• _TEXT UNDER STUDY_:
ICCCE2025 Keynote Speaker 1

The rapid expansion of self-powered, integrated Internet of Things (IoT) devices has fueled interest in advanced photovoltaic technologies capable of efficiently harvesting energy. Among these, perovskite solar cells (PSCs) and organic photovoltaics (OPVs) have emerged as frontrunners due to their high power conversion efficiency and solution-based fabrication, making them ideal candidates for addressing IoT energy challenges. A critical factor in optimizing PSC and OPV performance lies in mitigating interfacial defects through engineered charge transport layers, including electron transport layers (ETLs), hole transport layers (HTLs), and interfacial layers (IFLs). In this keynote, I will present our recent advancements in the development of conjugated molecules for ETL, HTL and IFLs, enabling significant performance improvements.^[1] Our strategies include the design of efficient electron-selective layers, perovskite bulk passivation techniques, and the implementation of bilayer HTL structures to enhance indoor PSC efficiency. Specifically, we demonstrate how organic semiconductors, sol-gel nickel oxide (NiOx), and self-assembled (SA) layers optimize energy alignment at interfaces, leading to enhanced carrier transport in PSCs. Under 3000K LED illumination at 1000 lux, our optimized Cs₀.₁₈FA₀.₈₂Pb(I₀.₈Br₀.₂)₃ devices achieved an impressive indoor power conversion efficiency exceeding 42%.^[2] Furthermore, we optimized bulk heterojunction (BHJ) blend layers—such as PM6:PY-IT, and PM6:Y6 and its derivatives—and their ternary counterparts to realize high-performance OPVs.^[3] Our studies demonstrate that optimized ternary blend morphologies enhance exciton dissociation, carrier transport, and overall power conversion efficiency. Additionally, we highlight improvements in OPV thermal and ambient stability, paving the way for more robust and reliable organic photovoltaic technologies. These advancements underscore the critical role of molecular design in improving passivation, electron transport, and interfacial properties—pushing the boundaries of next-generation PSCs and OPVs for energy-efficient IoT applications.

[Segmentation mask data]
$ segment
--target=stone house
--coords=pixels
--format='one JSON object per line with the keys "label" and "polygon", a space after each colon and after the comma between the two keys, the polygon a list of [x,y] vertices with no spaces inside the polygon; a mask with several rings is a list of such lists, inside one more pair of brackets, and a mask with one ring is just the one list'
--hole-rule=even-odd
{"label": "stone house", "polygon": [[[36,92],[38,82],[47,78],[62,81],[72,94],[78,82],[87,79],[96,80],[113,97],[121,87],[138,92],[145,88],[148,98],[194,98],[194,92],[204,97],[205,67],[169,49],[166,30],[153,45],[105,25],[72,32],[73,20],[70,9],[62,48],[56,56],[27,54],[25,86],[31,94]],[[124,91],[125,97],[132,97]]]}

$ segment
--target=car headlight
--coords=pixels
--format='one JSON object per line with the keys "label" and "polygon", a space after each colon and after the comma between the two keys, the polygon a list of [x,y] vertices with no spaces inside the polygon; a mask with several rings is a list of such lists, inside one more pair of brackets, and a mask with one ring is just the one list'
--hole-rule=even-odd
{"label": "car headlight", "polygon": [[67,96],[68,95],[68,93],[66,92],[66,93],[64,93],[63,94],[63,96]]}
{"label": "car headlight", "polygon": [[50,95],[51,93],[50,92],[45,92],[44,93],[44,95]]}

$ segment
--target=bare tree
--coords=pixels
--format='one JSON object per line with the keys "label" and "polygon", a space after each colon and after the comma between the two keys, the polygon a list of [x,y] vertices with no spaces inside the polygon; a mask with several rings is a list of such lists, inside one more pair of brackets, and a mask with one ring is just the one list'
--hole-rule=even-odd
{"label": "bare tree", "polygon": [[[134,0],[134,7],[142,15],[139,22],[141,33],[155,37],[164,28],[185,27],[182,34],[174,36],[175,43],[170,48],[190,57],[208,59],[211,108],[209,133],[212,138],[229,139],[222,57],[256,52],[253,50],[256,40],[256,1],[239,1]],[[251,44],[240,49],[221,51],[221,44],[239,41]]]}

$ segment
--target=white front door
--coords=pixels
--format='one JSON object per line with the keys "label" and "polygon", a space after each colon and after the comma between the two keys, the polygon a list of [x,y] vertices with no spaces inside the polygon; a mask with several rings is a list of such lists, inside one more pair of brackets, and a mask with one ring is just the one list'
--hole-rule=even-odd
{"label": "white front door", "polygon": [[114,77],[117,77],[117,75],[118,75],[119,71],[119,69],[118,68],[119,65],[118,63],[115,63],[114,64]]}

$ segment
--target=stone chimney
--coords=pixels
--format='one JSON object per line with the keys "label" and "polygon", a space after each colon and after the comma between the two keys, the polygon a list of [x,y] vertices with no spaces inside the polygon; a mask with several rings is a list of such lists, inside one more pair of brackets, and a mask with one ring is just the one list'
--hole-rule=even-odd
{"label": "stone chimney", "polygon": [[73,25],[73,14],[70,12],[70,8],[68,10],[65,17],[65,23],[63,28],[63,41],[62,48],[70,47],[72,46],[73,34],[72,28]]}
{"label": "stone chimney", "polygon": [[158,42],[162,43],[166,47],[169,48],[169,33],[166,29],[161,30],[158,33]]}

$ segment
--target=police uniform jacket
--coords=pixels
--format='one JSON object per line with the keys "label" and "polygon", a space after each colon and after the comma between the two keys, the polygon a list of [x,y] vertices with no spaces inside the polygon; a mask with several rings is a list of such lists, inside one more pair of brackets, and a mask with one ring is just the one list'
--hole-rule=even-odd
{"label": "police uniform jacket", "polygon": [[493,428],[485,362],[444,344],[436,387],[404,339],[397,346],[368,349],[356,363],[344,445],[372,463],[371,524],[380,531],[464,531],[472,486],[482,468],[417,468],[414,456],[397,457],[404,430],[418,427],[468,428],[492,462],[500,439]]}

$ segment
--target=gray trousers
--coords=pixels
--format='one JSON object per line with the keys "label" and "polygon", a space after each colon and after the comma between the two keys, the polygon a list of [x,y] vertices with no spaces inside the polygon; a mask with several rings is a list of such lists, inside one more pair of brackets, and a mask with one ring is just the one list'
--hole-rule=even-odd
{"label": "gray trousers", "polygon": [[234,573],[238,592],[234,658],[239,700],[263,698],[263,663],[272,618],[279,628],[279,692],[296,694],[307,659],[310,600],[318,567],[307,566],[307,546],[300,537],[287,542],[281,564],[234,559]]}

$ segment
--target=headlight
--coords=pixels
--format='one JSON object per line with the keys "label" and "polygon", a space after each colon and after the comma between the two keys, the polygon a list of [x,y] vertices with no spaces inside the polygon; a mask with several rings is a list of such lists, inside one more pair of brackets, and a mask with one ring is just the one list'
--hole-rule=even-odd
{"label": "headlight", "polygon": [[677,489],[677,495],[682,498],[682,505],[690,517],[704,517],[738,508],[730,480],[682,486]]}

• _REQUIREMENT 1_: According to the keynote abstract, what lighting produced an indoor power conversion efficiency above 42% in the optimized devices?
• _REQUIREMENT 2_: Turn the paragraph of the keynote abstract that begins "The rapid expansion of self-powered" into a shorter bulleted list that keeps its main facts.
• _REQUIREMENT 3_: Continue the keynote abstract on perovskite and organic photovoltaics from its final sentence.

• _EXPECTED OUTPUT 1_: 3000K LED illumination at 1000 lux.

• _EXPECTED OUTPUT 2_:
- Growth in self-powered, integrated IoT devices has driven interest in photovoltaics that harvest energy efficiently.
- Perovskite solar cells (PSCs) and organic photovoltaics (OPVs) lead the field because of high power conversion efficiency and solution-based fabrication.
- Reducing interfacial defects through engineered charge transport layers (ETLs, HTLs and IFLs) is key to their performance.
- The keynote presents conjugated molecules developed for these layers.
- The strategies include electron-selective layers, perovskite bulk passivation and bilayer HTL structures for indoor PSCs.
- Organic semiconductors, sol-gel NiOx and self-assembled layers improve interfacial energy alignment and carrier transport.
- Optimized Cs₀.₁₈FA₀.₈₂Pb(I₀.₈Br₀.₂)₃ devices exceeded 42% indoor efficiency under 3000K LED light at 1000 lux.
- Optimized binary and ternary BHJ blends, such as PM6:PY-IT and PM6:Y6 and its derivatives, produced high-performance OPVs.
- Optimized ternary morphologies improve exciton dissociation, carrier transport and efficiency.
- OPV thermal and ambient stability also improved.
- Molecular design is central to advancing PSCs and OPVs for energy-efficient IoT applications.

• _EXPECTED OUTPUT 3_:
References:

[1] a) B. Orwat, Z.-E. Shi, C.-H. Ma, K. Jankowska, J. Nawrocik, A. Singh, Y.-H. Zheng, W.-C. Tu, Z. Ling, P. Dąbczyński, M. Rogala, P. Krukowski, P. J. Kowalczyk, P. Data, B. Łuszczyńska, I. Kownacki, C.-P. Chen, Small 2025, 2411623; b) Z. E. Shi, K. Kollimalaian, J. K. Peng, C. W. Lin, W. T. Peng, B. H. Jiang, Y. H. Lin, L. Y. Yang, Y. C. Lin, P. Venkatakrishnan, Y. J. Chang, C. P. Chen, Advanced Energy Materials 2025, 15, 2404234; c) B. H. Jiang, Z. J. Gao, C. Y. Lung, Z. E. Shi, H. Y. Du, Y. W. Su, H. S. Shih, K. M. Lee, H. H. Hung, C. K. Chan, C. P. Chen, K. T. Wong, Advanced Functional Materials 2024, 34, 2312819; d) R. Ramanujam, H. L. Hsu, Z. E. Shi, C. Y. Lung, C. H. Lee, G. Z. Wubie, C. P. Chen, S. S. Sun, Small 2024, 20, e2310939.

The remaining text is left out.